Excerpts from a location annotation dataset:
┌──

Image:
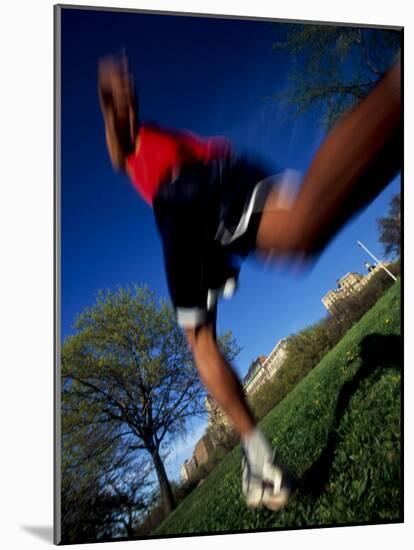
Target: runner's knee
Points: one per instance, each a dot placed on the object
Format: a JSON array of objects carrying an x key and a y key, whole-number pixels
[{"x": 201, "y": 340}]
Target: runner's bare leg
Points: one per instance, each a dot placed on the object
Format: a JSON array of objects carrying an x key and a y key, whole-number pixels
[
  {"x": 355, "y": 162},
  {"x": 219, "y": 378}
]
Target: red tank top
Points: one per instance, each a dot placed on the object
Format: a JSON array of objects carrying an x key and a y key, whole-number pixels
[{"x": 161, "y": 152}]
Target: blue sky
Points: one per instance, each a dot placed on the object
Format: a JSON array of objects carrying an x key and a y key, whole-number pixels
[{"x": 210, "y": 76}]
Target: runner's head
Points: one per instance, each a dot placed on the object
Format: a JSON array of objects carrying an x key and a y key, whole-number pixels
[{"x": 119, "y": 100}]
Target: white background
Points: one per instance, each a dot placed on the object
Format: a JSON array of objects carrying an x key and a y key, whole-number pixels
[{"x": 26, "y": 289}]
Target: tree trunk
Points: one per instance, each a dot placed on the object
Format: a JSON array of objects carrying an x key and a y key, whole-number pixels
[{"x": 165, "y": 487}]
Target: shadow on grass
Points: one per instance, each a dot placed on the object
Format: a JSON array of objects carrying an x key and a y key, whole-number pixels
[{"x": 377, "y": 352}]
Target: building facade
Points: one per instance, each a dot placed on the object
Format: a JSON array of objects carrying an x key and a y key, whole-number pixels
[{"x": 349, "y": 284}]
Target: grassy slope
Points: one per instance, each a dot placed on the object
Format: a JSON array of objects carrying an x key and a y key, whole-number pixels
[{"x": 338, "y": 432}]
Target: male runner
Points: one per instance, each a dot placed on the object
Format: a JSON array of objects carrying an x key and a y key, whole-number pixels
[{"x": 213, "y": 207}]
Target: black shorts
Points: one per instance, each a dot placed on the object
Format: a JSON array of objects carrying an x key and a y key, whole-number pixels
[{"x": 208, "y": 220}]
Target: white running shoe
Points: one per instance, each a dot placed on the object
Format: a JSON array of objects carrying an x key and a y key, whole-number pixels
[{"x": 269, "y": 487}]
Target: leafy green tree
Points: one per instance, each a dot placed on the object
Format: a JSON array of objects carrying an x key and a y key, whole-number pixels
[
  {"x": 390, "y": 228},
  {"x": 332, "y": 67},
  {"x": 128, "y": 383}
]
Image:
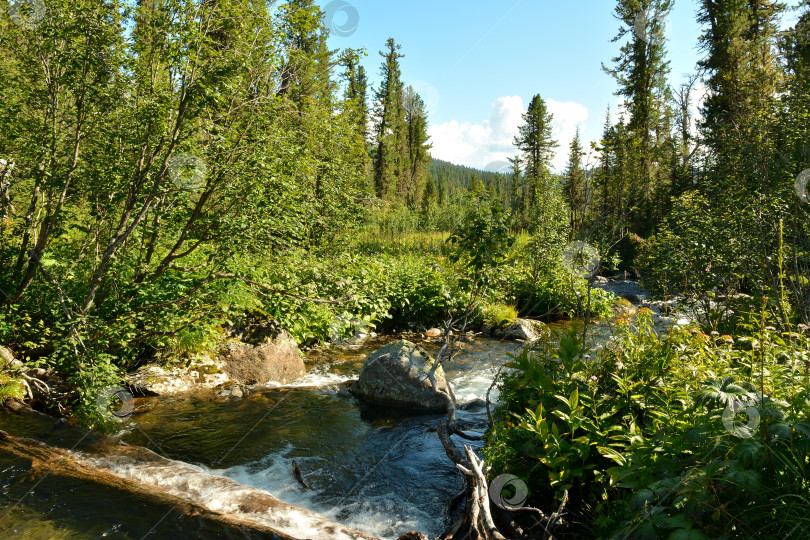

└──

# Job
Pull out every line in the rows above that contains the string "runner". Only matches with the same letter case count.

# Response to this exercise
Target: runner's knee
Target: runner's bare leg
Target: runner's head
Target: male runner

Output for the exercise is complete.